== Reading text
If your cluster is having performance issues it's likely that you'll see something unusual with
this group.
</para>
<para>HBase:
<itemizedlist>
<listitem>Requests</listitem>
<listitem>Compactions queue</listitem>
</itemizedlist>
</para>
<para>OS:
<itemizedlist>
<listitem>IO Wait</listitem>
<listitem>User CPU</listitem>
</itemizedlist>
</para>
<para>Java:
<itemizedlist>
<listitem>GC</listitem>
</itemizedlist>
</para>
<para>
</para>
<para>
For more information on HBase metrics, see <xref linkend="hbase_metrics"/>.
</para>
</section>
<section xml:id="ops.slow.query">
<title>Slow Query Log</title>
<para>The HBase slow query log consists of parseable JSON structures describing the properties of those client operations (Gets, Puts, Deletes, etc.) that either took too long to run, or produced too much output. The thresholds for "too long to run" and "too much output" are configurable, as described below. The output is produced inline in the main region server logs so that it is easy to discover further details from context with other logged events. It is also prepended with identifying tags <constant>(responseTooSlow)</constant>, <constant>(responseTooLarge)</constant>, <constant>(operationTooSlow)</constant>, and <constant>(operationTooLarge)</constant> in order to enable easy filtering with grep, in case the user desires to see only slow queries.
</para>
<section><title>Configuration</title>
<para>There are two configuration knobs that can be used to adjust the thresholds for when queries are logged.
====
== Records shown
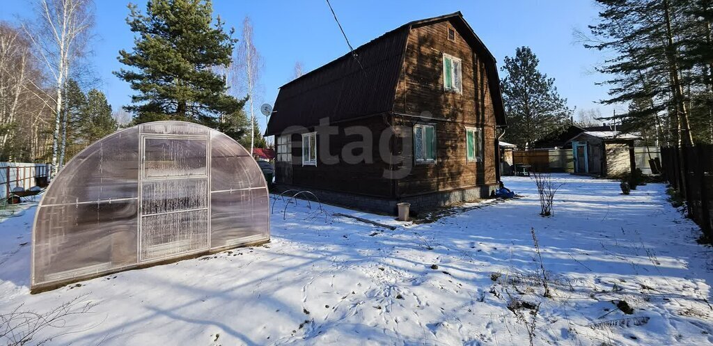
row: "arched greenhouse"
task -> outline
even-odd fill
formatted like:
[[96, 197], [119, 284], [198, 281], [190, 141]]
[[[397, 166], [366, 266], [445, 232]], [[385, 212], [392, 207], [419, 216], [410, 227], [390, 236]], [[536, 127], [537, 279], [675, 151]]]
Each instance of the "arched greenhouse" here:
====
== Records shown
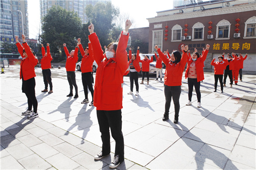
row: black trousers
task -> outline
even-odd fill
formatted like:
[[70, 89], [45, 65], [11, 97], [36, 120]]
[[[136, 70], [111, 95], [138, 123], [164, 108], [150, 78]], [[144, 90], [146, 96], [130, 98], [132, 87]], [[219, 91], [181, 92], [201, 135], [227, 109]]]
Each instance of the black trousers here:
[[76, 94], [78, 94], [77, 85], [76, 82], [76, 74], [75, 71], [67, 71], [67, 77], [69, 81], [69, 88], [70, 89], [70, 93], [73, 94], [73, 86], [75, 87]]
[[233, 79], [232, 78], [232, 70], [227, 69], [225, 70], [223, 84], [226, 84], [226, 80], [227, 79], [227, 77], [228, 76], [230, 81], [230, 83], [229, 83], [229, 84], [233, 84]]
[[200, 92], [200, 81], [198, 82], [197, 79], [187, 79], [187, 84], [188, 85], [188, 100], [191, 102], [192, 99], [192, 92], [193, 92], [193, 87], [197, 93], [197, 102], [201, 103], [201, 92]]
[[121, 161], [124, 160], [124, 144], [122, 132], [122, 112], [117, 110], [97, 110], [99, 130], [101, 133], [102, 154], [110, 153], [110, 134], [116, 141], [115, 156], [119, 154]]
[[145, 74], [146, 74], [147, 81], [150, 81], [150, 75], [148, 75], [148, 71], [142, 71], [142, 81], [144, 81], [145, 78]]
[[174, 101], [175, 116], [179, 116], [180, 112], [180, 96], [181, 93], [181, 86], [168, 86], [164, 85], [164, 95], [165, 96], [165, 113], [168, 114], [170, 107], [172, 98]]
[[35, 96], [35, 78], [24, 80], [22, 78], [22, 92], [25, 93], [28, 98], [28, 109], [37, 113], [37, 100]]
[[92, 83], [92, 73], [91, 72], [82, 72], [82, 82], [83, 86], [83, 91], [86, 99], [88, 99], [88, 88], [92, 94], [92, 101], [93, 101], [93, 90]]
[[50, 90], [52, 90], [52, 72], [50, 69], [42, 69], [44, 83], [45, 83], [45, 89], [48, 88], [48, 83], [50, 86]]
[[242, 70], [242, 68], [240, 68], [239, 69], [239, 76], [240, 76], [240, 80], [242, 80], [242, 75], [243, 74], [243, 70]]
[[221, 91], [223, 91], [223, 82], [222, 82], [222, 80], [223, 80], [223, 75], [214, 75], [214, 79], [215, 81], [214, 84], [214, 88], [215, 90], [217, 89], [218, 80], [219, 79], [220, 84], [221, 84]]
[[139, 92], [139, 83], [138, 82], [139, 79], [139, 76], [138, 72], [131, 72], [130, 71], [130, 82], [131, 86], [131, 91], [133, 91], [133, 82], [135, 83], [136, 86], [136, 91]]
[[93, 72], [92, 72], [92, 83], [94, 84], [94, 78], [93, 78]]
====
== Records shown
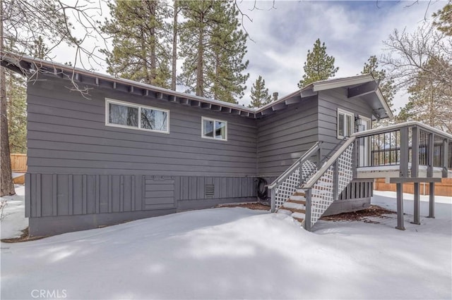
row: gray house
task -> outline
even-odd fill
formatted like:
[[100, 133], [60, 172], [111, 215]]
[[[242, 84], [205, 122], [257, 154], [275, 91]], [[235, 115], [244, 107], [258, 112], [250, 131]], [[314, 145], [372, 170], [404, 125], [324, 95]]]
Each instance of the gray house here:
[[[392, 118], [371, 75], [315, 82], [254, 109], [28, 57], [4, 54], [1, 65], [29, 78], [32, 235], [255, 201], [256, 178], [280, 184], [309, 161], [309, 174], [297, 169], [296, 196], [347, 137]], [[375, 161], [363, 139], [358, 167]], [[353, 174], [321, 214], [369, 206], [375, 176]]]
====
→ **Tasks**
(A) Translate this sentence from the HBase text into Spanish: "The output is produced inline in the main region server logs so that it is easy to discover further details from context with other logged events."
(B) Express the listing lines from the line containing "row: gray house" through the line containing "206], [375, 176]]]" as a Markdown table with the columns Number and Record line. Leave out blank lines.
The HBase text and the listing have no connection to each other.

→ **Correct answers**
(A) La salida se genera en línea en los registros principales del servidor de regiones, de modo que resulta fácil descubrir más detalles a partir del contexto junto con otros eventos registrados.

(B)
| Number | Record line |
|---|---|
| 1 | row: gray house |
| 2 | task -> outline |
| 3 | even-odd fill |
| 4 | formatted like: |
| 5 | [[100, 133], [60, 172], [111, 215]] |
| 6 | [[[242, 84], [205, 122], [257, 154], [275, 91]], [[235, 115], [244, 107], [258, 112], [250, 131]], [[314, 145], [372, 170], [404, 125], [324, 95]]] |
| 7 | Each instance of the gray house here: |
| 8 | [[[392, 118], [371, 75], [315, 82], [254, 109], [28, 57], [4, 54], [1, 65], [29, 78], [32, 235], [255, 201], [256, 178], [280, 184], [309, 161], [309, 174], [297, 169], [296, 196], [347, 137]], [[375, 161], [363, 139], [358, 167]], [[353, 174], [321, 214], [369, 206], [375, 176]]] |